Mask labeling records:
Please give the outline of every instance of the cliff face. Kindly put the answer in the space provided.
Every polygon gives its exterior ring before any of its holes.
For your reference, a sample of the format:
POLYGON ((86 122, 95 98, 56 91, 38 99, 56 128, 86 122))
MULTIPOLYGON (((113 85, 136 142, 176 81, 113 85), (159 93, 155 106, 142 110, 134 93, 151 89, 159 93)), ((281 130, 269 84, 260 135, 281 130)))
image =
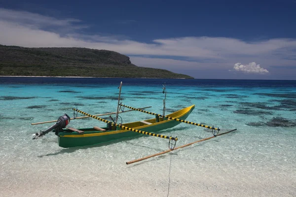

* Aim:
Please write out the records above again, swapping "cliff face" for "rock ledge" and changing nothing else. Omit the pictures from your answer.

* The response:
Please give the outline of every instance of the rock ledge. Kindly put the answer in the space provided.
Every polygon gives its exterior ring before any of its holes.
For your reference, a sample of the format:
POLYGON ((86 122, 95 98, 56 91, 38 99, 56 128, 86 122))
MULTIPOLYGON (((113 85, 136 142, 176 81, 113 85), (159 93, 155 106, 142 110, 134 93, 151 89, 159 93)), ((281 130, 269 84, 260 135, 281 130)))
image =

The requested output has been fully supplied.